PAGE:
In this instance their
claims might have been extinguished by prescription and default
judgments might have been taken without
any fault on their part. The
clandestine and unprofessional decision of the respondent to desert
his clients could have thrown
the affairs of some of them into
disarray. The adverse impact of his misconduct is too numerous to
exhaustively contemplate.
[48] An attorney who
cannot properly account to his client poses a very serious threat to
public interest. All trust money held
by the respondent was at great
risk. He closed down his practice while he was under a dark and heavy
cloud of suspicion. The manner
in which the respondent conducted
himself suggested to me that he probably kept no trust accounting
records or that there were
some serious irregularities in respect of
some or all his accounting records.
[49] In
Chetty v
The Law Society, Transvaal
1985 (2) 756 AD at 768E-H Miller
AJ said the following:

The
allegations and findings of misappropriation stemmed from inferences
drawn from the state of the appellant's books of account.

WRITTEN PROBLEM A: From the passage on the attorney's misconduct, list each outcome that it says might have been or could have been visited on the respondent's clients.

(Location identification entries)

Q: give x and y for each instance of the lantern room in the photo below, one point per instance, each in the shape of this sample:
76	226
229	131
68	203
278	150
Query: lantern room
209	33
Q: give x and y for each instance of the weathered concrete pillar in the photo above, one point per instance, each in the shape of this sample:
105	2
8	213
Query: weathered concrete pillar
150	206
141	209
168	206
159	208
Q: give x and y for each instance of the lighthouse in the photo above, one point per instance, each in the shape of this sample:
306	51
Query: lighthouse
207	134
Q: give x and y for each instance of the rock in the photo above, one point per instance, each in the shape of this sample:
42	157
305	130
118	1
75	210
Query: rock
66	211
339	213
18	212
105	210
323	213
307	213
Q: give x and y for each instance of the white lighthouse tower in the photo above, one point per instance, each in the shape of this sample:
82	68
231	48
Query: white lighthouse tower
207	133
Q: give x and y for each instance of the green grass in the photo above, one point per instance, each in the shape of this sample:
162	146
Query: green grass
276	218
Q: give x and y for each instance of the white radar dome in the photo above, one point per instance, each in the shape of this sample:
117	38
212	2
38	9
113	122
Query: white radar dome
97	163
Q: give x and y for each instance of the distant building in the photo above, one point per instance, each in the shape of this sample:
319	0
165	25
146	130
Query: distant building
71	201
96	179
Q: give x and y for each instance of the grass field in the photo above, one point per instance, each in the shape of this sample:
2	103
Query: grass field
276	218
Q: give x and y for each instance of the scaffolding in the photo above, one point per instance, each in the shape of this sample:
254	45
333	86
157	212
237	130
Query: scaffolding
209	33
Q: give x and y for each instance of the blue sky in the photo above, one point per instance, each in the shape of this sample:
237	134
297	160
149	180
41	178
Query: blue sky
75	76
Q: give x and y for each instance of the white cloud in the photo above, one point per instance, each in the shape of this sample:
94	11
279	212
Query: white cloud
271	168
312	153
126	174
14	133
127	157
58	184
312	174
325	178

...

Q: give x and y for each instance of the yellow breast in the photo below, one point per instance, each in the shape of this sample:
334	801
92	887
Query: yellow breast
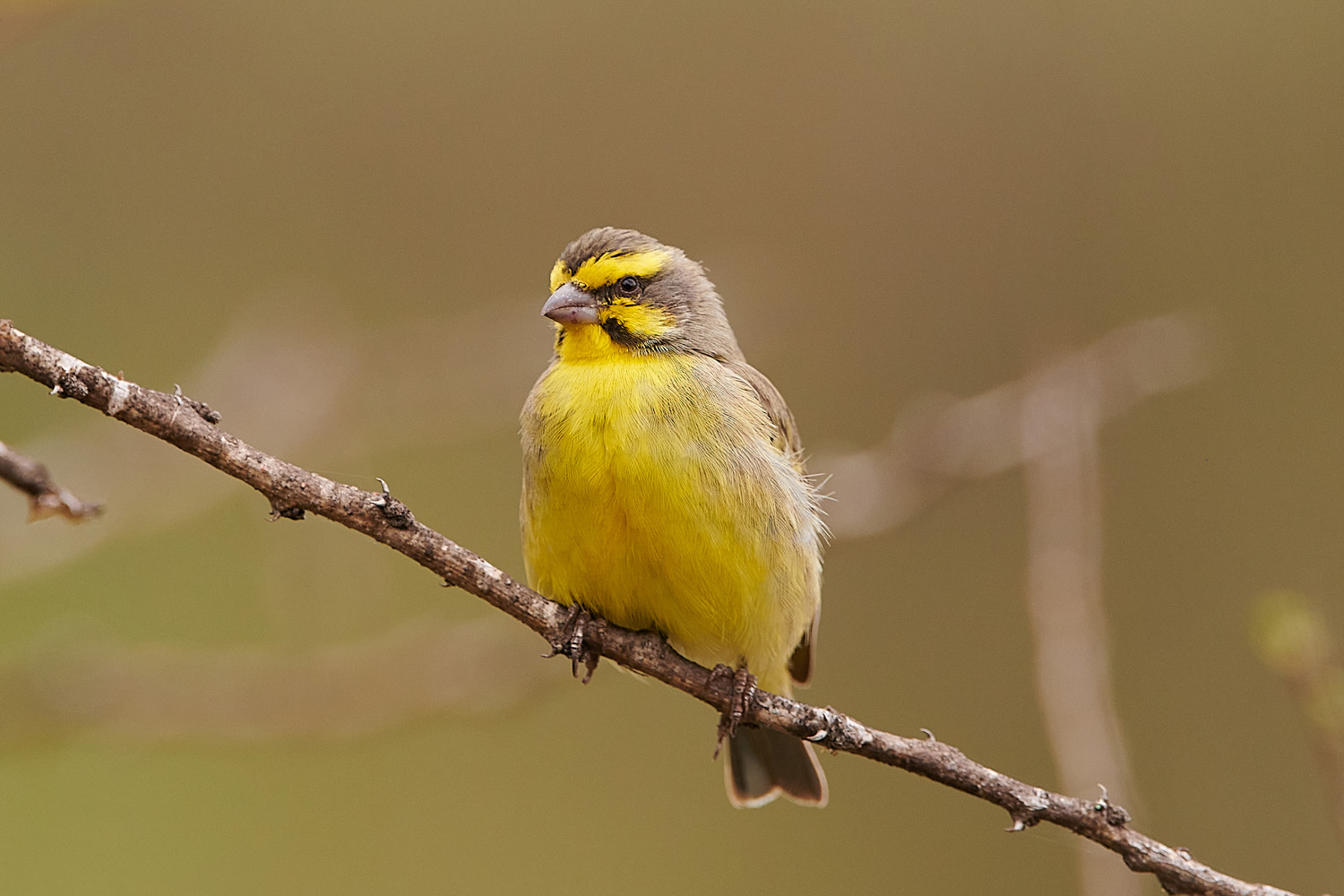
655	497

WRITTEN PROBLEM B: Pull out every line of the records that contains the string "grass". Case counts.

RESPONSE A:
- Their claims might have been extinguished by prescription.
- Default judgments might have been taken without any fault on their part.
- The affairs of some of them could have been thrown into disarray.

RESPONSE B:
Q: give x and y for each instance of the green grass in the photo above, one point per instance, each in the shape of this sample:
Query: green grass
Q: give x and y for each instance of the grass field in the photo above, one point per instance, each in the shape of this sample:
Query: grass field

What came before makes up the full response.